Masacre de las bananeras
ES YA UNA PERVERSA TRADICIÓN EN Colombia catalogar de parte del poder, a los que se atreven a soliviantarse por sus derechos, como aliados del terrorismo, o infiltrados por la subversión, tal como hace poco sucedió, por ejemplo, con los corteros de caña del Valle del Cauca, o con la minga indígena. O como pasó hace ochenta años, en Ciénaga, Magdalena, con los trabajadores de la multinacional United Fruit Company. Los huelguistas fueron declarados “cuadrilla de malhechores”.
Esa misma tradición indica que, desde hace décadas, en Colombia se persigue con saña a los trabajadores. Y que si están muy exigentes, entonces algún banquero pide al Gobierno que se declare la conmoción interior. Y listo. O, como sucedió en 1963, a los obreros de Cementos El Cairo, en Santa Bárbara, Antioquia, se les dispara y asesina. Y parte sin novedad. Aquí no ha pasado nada. Así como no pasa nada si se matan sindicalistas. O como viene acaeciendo en el país: se desaparecen muchachos pobres y luego el Ejército los presenta como dados de baja en combate. Sin embargo, los gobernantes pasan de agache.

| Registros aportados |

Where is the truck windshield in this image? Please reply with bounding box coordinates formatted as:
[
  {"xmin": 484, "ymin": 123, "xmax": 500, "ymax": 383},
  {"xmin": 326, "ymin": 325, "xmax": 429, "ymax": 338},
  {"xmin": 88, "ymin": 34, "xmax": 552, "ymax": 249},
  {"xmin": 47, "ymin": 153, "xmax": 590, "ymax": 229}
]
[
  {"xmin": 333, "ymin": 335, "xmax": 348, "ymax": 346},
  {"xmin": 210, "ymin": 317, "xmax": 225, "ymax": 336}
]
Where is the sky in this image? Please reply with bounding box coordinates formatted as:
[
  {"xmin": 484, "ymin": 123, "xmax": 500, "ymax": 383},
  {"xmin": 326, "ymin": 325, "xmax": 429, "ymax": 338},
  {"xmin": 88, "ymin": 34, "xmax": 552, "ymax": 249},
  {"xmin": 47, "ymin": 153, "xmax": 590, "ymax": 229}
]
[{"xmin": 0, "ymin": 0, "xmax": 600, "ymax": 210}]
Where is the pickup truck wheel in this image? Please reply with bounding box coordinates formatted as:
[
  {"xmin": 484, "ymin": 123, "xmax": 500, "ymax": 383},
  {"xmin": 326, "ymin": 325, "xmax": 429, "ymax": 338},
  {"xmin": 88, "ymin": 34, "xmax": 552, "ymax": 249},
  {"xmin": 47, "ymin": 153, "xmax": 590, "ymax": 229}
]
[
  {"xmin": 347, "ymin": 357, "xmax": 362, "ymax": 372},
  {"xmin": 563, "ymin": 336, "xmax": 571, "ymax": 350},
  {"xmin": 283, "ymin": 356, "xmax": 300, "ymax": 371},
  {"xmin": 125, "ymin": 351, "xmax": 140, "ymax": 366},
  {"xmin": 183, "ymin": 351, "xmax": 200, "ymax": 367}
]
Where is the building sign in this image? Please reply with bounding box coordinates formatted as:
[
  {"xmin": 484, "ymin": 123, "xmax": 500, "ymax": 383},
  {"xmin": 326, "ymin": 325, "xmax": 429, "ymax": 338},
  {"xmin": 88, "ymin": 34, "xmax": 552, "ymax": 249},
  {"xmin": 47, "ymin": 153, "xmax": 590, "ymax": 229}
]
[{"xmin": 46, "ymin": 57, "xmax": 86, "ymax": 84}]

| Ejercicio propuesto A |
Responde estas preguntas sobre el texto de la masacre de las bananeras:
(i) ¿Cómo fueron declarados los huelguistas de la United Fruit Company?
(ii) ¿En qué año se disparó contra los obreros de Cementos El Cairo?
(iii) ¿En qué lugar ocurrieron los hechos de hace ochenta años con los trabajadores de la United Fruit Company?
| Ejercicio propuesto B |
Sustituye "Please reply" por "Please respond" en todos los registros y deja lo demás sin cambios.

| Solución A |
(i) Fueron declarados "cuadrilla de malhechores".
(ii) En 1963.
(iii) En Ciénaga, Magdalena.

| Solución B |
Where is the truck windshield in this image? Please respond with bounding box coordinates formatted as:
[
  {"xmin": 484, "ymin": 123, "xmax": 500, "ymax": 383},
  {"xmin": 326, "ymin": 325, "xmax": 429, "ymax": 338},
  {"xmin": 88, "ymin": 34, "xmax": 552, "ymax": 249},
  {"xmin": 47, "ymin": 153, "xmax": 590, "ymax": 229}
]
[
  {"xmin": 333, "ymin": 335, "xmax": 348, "ymax": 346},
  {"xmin": 210, "ymin": 317, "xmax": 225, "ymax": 336}
]
Where is the sky in this image? Please respond with bounding box coordinates formatted as:
[
  {"xmin": 484, "ymin": 123, "xmax": 500, "ymax": 383},
  {"xmin": 326, "ymin": 325, "xmax": 429, "ymax": 338},
  {"xmin": 88, "ymin": 34, "xmax": 552, "ymax": 249},
  {"xmin": 47, "ymin": 153, "xmax": 590, "ymax": 229}
]
[{"xmin": 0, "ymin": 0, "xmax": 600, "ymax": 210}]
Where is the pickup truck wheel in this image? Please respond with bounding box coordinates formatted as:
[
  {"xmin": 484, "ymin": 123, "xmax": 500, "ymax": 383},
  {"xmin": 326, "ymin": 325, "xmax": 429, "ymax": 338},
  {"xmin": 88, "ymin": 34, "xmax": 552, "ymax": 249},
  {"xmin": 47, "ymin": 153, "xmax": 590, "ymax": 229}
]
[
  {"xmin": 347, "ymin": 357, "xmax": 362, "ymax": 372},
  {"xmin": 563, "ymin": 336, "xmax": 571, "ymax": 350},
  {"xmin": 283, "ymin": 356, "xmax": 300, "ymax": 371},
  {"xmin": 125, "ymin": 351, "xmax": 140, "ymax": 366},
  {"xmin": 183, "ymin": 351, "xmax": 200, "ymax": 367}
]
Where is the building sign in this image? Please respond with bounding box coordinates formatted as:
[
  {"xmin": 484, "ymin": 123, "xmax": 500, "ymax": 383},
  {"xmin": 326, "ymin": 325, "xmax": 429, "ymax": 338},
  {"xmin": 88, "ymin": 34, "xmax": 552, "ymax": 249},
  {"xmin": 47, "ymin": 153, "xmax": 590, "ymax": 229}
]
[{"xmin": 46, "ymin": 57, "xmax": 86, "ymax": 84}]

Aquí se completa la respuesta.